- _Assigned task_
The output must match the lines from the first line of the listing below through the line holding "e.g. [(134, 122)]" exactly and must contain no pictures.

- _Provided entries_
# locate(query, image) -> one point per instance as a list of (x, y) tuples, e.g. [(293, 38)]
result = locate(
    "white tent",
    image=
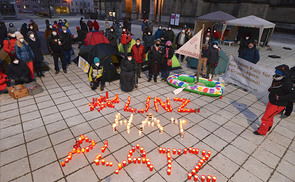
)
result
[(253, 22)]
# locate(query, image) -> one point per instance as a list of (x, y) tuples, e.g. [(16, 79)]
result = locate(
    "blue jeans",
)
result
[(68, 56)]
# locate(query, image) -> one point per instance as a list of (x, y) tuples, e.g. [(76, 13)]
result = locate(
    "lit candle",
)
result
[(151, 167), (189, 176), (203, 178), (209, 178), (168, 171), (63, 164), (102, 161), (196, 177)]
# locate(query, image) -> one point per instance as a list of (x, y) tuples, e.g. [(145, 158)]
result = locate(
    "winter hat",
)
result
[(96, 60), (168, 42), (282, 70)]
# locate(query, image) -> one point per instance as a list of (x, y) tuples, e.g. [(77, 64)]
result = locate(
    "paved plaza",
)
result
[(37, 132)]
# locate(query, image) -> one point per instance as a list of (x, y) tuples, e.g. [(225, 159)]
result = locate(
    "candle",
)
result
[(151, 167), (168, 171), (160, 150), (63, 163), (203, 152), (139, 160), (209, 178), (189, 176), (179, 151), (119, 166), (203, 178), (196, 177)]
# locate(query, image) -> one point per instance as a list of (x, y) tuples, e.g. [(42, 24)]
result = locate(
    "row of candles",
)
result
[(143, 159), (78, 149), (103, 102)]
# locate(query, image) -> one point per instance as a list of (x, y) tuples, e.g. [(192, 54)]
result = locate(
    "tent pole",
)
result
[(200, 54)]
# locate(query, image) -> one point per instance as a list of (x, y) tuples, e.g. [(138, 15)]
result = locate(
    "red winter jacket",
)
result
[(125, 38), (3, 79), (9, 47), (138, 53)]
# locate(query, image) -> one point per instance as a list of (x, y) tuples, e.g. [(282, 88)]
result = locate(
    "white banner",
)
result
[(192, 48), (248, 75), (83, 64)]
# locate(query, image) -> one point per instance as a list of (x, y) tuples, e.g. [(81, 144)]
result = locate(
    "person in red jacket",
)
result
[(8, 44), (125, 39), (138, 54)]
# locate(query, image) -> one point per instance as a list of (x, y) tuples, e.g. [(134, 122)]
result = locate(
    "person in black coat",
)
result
[(66, 40), (155, 60), (213, 58), (112, 37), (148, 41), (36, 48), (128, 71), (290, 97), (18, 71), (281, 86), (56, 50)]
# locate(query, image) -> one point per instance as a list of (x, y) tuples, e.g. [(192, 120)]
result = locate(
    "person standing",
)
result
[(167, 63), (181, 39), (56, 50), (155, 60), (112, 37), (250, 53), (213, 58), (36, 48), (138, 53), (281, 86), (96, 75), (90, 25), (24, 53), (66, 40), (148, 41)]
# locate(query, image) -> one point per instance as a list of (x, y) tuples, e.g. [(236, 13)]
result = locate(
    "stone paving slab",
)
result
[(37, 132)]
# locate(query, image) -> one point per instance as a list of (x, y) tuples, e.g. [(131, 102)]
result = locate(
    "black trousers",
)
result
[(289, 109), (62, 59)]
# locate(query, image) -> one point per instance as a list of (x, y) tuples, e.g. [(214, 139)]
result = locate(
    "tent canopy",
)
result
[(217, 16), (265, 27)]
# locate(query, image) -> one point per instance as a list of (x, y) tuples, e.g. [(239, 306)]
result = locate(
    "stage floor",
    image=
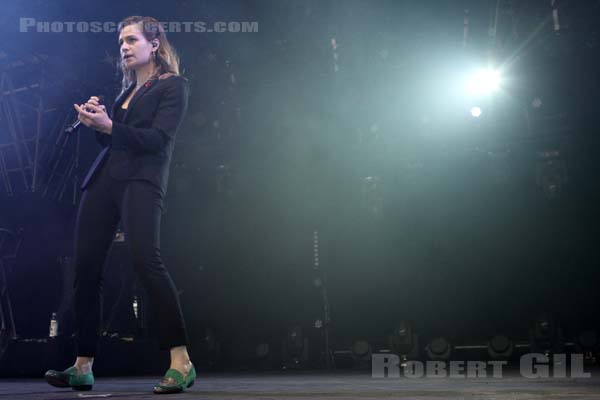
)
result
[(319, 385)]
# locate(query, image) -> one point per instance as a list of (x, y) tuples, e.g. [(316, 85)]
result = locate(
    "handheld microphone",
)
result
[(75, 125)]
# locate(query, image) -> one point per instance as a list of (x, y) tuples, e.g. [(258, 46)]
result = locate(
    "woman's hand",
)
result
[(93, 115)]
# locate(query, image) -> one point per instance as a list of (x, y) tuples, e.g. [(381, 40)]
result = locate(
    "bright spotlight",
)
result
[(476, 112), (484, 81)]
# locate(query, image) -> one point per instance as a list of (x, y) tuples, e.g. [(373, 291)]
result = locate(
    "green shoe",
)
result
[(175, 382), (70, 378)]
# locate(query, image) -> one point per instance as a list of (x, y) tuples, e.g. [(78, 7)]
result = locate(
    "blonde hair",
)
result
[(166, 57)]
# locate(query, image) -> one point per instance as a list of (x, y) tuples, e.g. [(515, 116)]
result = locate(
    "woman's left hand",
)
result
[(94, 117)]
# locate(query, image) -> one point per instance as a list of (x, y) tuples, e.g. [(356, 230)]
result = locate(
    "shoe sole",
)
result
[(57, 382), (174, 390)]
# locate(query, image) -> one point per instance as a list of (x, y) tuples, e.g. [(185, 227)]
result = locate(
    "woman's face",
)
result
[(135, 50)]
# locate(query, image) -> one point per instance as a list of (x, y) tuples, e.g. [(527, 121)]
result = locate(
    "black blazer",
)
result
[(141, 146)]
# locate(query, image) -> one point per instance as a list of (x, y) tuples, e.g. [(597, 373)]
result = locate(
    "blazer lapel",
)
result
[(119, 101), (137, 96)]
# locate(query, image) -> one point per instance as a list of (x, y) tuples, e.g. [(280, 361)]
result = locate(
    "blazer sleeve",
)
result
[(102, 138), (168, 117)]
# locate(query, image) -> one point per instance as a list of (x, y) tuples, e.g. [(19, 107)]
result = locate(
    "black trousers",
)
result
[(139, 205)]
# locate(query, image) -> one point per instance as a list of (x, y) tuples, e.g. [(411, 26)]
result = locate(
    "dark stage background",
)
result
[(461, 225)]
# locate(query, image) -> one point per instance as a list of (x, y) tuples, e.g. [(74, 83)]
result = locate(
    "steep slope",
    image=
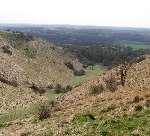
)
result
[(79, 112), (39, 61)]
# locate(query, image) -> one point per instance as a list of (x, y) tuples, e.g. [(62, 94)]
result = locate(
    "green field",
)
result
[(135, 45), (90, 73), (133, 125)]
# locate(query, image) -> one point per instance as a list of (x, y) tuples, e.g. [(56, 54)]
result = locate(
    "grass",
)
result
[(89, 74), (135, 45), (118, 126), (22, 113)]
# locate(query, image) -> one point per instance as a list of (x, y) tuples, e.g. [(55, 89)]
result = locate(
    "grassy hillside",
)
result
[(81, 112)]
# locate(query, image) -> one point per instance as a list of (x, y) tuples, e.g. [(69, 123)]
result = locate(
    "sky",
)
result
[(129, 13)]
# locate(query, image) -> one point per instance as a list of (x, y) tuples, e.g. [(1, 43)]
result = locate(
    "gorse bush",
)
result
[(60, 89), (44, 112), (96, 89), (111, 83), (68, 88)]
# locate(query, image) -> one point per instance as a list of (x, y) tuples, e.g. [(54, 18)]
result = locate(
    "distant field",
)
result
[(89, 74), (133, 125), (135, 45)]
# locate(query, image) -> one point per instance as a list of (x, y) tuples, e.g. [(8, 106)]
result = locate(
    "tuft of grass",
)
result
[(138, 123), (96, 89)]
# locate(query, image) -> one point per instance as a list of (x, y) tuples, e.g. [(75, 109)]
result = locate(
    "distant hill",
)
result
[(37, 60), (84, 35), (84, 111)]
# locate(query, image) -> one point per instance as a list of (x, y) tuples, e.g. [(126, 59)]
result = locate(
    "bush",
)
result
[(138, 108), (68, 88), (43, 112), (59, 89), (38, 89), (96, 89), (111, 84)]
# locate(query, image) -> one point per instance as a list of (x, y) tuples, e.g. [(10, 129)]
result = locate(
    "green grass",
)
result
[(89, 74), (22, 113), (119, 126), (135, 45)]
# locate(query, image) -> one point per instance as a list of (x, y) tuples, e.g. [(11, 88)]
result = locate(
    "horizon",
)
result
[(69, 25), (116, 13)]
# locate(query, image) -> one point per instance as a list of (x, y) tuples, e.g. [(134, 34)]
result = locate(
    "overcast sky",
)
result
[(132, 13)]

- _Task answer_
# locate(query, image) -> one point per instance as a list of (x, y) tuples, e.g. [(293, 38)]
result = locate(
    "white tent",
    image=
)
result
[(253, 22)]
# locate(query, image) -> one point per instance as a list of (x, y) tuples, e.g. [(16, 79)]
result = locate(
    "blue jeans",
)
result
[(68, 56)]
# locate(query, image) -> one point per instance as a list of (x, y) tuples, e.g. [(76, 13)]
result = locate(
    "lit candle",
)
result
[(151, 167), (189, 176), (203, 178), (209, 178), (168, 171), (63, 164), (102, 161), (196, 177)]
# locate(query, image) -> one point per instance as a list of (x, y) tuples, e.g. [(145, 158)]
result = locate(
    "winter hat",
)
result
[(96, 60), (168, 42), (282, 70)]
# locate(query, image) -> one point per instance as a list of (x, y) tuples, e.g. [(77, 64)]
result = locate(
    "paved plaza",
)
result
[(37, 132)]
# locate(query, image) -> one point per instance as a list of (x, y) tuples, e.g. [(225, 159)]
result = locate(
    "candle",
)
result
[(151, 167), (168, 171), (160, 150), (63, 163), (203, 152), (139, 160), (209, 178), (189, 176), (179, 151), (119, 166), (203, 178), (196, 177)]
# locate(query, image) -> one point per instance as a list of (x, y) tuples, e.g. [(42, 24)]
result = locate(
    "row of candles",
)
result
[(143, 159), (78, 149), (103, 102)]
# locate(query, image) -> one point per instance as a list of (x, y) tuples, e.g. [(192, 54)]
result = locate(
    "tent pole",
)
result
[(200, 54)]
# locate(query, image) -> one point per instance as a list of (x, y) tuples, e.g. [(138, 15)]
result = locate(
    "red winter jacket",
)
result
[(125, 38), (3, 79), (9, 47), (138, 53)]
# locate(query, image) -> one point per instance as a list of (x, y) tuples, e.g. [(282, 88)]
result = locate(
    "white banner",
)
result
[(192, 48), (248, 75), (83, 64)]
# locate(query, image) -> one point per instance as a list of (x, y) tuples, e.g. [(81, 144)]
result = locate(
    "person in red jacket",
)
result
[(8, 44), (125, 39), (138, 54)]
# locate(query, image) -> one point per instance as a list of (x, y) tuples, e.g. [(134, 122)]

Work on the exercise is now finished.